▸ **Required action**: Copy the lines from the one containing "Task: for each" through the one containing "negative clicks: (1083, 226)", replacing "target region" with "target area" and leaving everything else unchanged.

▸ **Record set**:
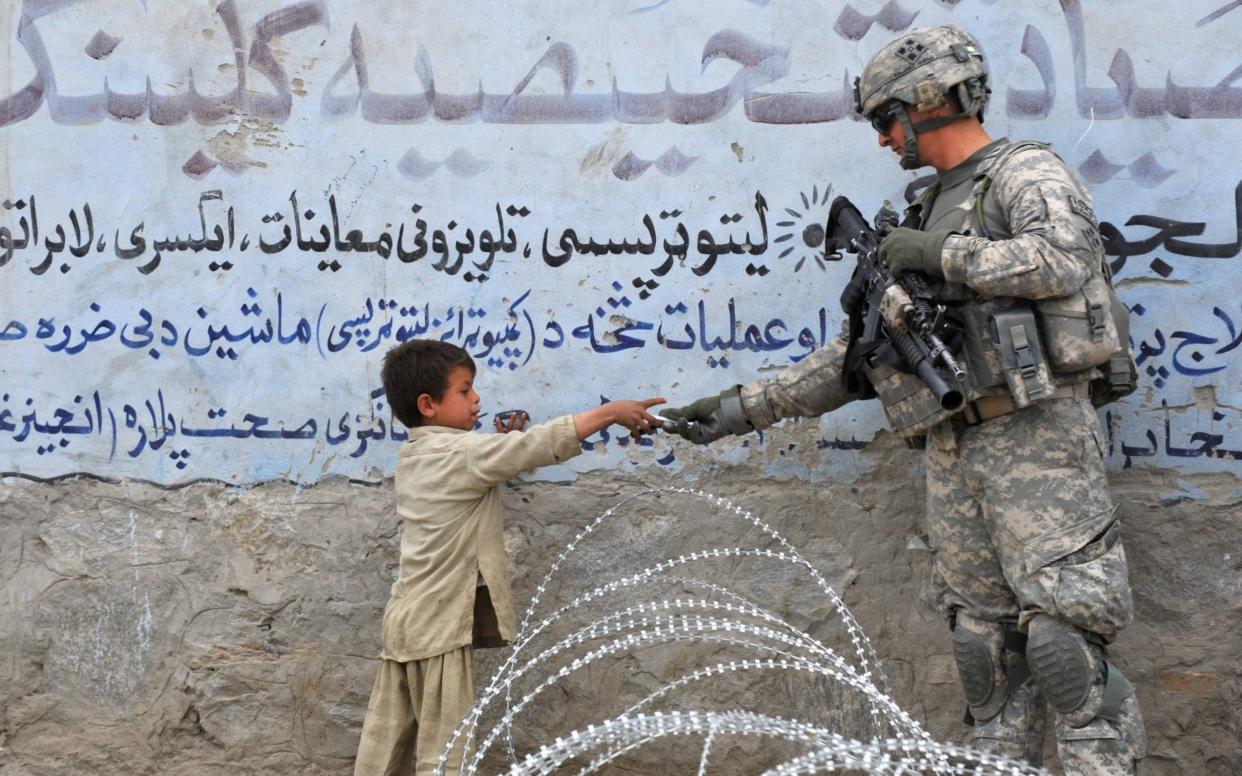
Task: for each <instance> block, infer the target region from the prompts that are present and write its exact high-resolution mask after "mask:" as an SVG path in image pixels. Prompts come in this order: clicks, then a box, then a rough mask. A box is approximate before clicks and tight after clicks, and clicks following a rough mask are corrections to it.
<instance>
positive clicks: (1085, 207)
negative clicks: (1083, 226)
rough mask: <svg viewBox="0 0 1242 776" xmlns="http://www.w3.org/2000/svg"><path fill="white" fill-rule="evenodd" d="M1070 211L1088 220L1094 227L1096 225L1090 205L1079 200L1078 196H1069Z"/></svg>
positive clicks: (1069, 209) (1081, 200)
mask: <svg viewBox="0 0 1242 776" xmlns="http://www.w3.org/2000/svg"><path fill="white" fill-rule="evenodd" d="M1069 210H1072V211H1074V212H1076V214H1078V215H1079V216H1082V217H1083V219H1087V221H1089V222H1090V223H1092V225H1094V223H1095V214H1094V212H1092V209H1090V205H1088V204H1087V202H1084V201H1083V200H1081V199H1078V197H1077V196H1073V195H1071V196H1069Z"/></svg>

---

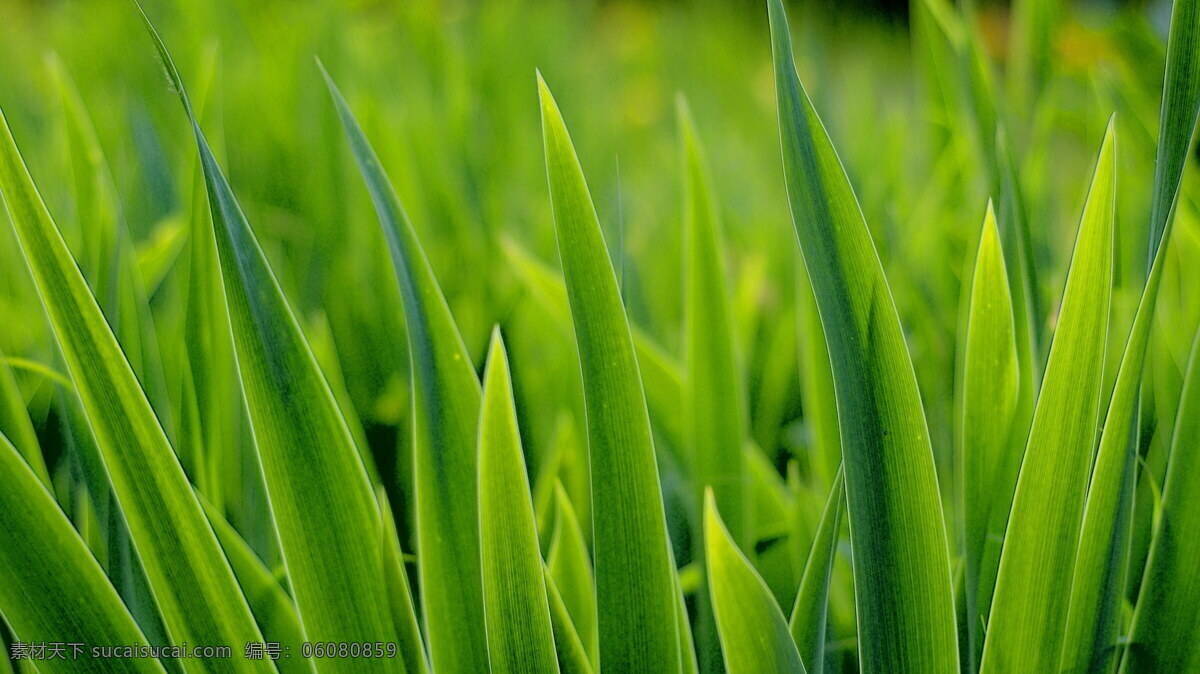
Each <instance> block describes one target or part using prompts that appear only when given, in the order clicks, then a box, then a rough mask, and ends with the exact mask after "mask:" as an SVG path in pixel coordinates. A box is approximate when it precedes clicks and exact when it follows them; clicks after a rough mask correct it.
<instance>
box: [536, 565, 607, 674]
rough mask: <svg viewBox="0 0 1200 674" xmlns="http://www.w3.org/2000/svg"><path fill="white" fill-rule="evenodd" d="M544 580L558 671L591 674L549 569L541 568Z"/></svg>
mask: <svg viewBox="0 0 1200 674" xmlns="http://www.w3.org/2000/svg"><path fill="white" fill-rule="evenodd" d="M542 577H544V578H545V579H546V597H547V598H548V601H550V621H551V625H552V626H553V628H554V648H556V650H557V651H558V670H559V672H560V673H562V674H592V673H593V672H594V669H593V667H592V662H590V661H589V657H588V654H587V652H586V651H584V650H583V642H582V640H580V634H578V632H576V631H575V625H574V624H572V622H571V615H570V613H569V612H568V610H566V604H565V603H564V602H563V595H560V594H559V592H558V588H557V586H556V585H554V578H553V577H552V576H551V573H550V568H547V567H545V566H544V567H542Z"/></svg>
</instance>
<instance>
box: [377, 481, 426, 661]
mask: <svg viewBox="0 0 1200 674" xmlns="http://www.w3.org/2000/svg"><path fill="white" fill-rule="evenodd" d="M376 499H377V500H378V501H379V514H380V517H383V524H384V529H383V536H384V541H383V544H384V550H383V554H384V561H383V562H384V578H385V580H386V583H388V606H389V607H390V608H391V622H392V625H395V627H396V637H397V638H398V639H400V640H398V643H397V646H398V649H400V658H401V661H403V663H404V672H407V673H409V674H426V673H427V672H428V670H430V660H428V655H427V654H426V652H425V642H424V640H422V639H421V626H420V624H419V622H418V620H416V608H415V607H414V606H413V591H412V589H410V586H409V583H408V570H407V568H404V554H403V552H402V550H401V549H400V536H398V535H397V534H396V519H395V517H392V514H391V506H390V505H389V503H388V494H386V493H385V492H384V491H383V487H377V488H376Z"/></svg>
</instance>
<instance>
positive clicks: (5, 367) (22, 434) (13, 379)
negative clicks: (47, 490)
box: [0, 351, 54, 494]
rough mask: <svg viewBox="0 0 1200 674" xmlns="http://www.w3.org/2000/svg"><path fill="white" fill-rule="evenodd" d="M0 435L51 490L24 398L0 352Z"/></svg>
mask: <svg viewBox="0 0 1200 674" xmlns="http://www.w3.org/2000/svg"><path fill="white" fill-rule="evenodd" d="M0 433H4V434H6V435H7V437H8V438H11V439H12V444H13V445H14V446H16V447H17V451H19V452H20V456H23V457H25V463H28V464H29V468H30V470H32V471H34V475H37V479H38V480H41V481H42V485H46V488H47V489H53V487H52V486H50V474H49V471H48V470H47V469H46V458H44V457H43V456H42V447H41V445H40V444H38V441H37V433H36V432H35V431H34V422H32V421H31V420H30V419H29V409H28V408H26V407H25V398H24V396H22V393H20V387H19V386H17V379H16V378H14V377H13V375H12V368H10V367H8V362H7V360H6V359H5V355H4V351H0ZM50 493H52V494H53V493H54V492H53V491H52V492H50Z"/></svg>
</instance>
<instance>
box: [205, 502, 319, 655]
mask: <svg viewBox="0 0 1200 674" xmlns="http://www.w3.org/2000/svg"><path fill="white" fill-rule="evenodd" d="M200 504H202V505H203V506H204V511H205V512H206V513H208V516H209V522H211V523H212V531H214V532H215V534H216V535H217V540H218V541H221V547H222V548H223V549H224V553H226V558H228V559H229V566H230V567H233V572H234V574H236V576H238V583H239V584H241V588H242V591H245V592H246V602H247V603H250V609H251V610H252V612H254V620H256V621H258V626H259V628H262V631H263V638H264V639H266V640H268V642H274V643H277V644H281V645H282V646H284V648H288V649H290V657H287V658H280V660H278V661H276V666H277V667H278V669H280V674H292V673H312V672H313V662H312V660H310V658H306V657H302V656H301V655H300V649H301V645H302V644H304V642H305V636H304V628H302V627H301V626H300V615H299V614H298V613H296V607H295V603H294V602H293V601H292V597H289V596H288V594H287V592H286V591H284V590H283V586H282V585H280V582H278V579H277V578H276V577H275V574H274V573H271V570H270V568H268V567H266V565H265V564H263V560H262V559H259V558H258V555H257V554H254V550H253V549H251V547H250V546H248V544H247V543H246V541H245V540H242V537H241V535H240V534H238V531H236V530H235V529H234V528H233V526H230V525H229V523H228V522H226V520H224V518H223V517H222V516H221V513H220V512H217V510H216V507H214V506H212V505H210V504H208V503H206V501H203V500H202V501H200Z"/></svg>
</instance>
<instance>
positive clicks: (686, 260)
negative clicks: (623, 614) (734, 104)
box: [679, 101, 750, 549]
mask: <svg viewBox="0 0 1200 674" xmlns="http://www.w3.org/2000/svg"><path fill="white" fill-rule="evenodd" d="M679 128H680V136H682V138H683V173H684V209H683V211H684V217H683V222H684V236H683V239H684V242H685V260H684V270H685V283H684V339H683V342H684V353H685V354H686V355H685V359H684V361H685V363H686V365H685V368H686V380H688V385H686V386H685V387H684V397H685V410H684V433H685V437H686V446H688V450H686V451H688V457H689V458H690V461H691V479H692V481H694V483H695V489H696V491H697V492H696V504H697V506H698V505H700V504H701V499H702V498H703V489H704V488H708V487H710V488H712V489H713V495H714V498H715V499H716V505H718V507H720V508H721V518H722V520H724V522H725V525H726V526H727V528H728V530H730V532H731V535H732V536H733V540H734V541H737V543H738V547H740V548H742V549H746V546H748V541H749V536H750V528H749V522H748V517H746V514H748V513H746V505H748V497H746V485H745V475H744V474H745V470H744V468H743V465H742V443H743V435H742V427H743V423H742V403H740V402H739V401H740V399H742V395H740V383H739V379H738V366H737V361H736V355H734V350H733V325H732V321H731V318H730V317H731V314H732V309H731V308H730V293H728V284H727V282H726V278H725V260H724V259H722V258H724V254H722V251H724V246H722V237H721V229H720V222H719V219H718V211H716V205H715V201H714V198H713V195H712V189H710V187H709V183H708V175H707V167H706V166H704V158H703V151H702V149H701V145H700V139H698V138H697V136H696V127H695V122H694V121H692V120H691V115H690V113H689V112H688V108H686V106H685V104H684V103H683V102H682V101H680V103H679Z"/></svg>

▸ **Exercise response**:
Task: for each <instance> block, infer the target area from the prompts that are present and write its exact high-resolution mask after "mask:" as an SVG path in image pixels. Prompts come in this order: clicks, then a box, then a rough mask. A box is approximate before clicks and tight after clicks, and clicks following a rough mask are corrections to it.
<instance>
positive clicks: (1085, 207)
negative clicks: (1083, 226)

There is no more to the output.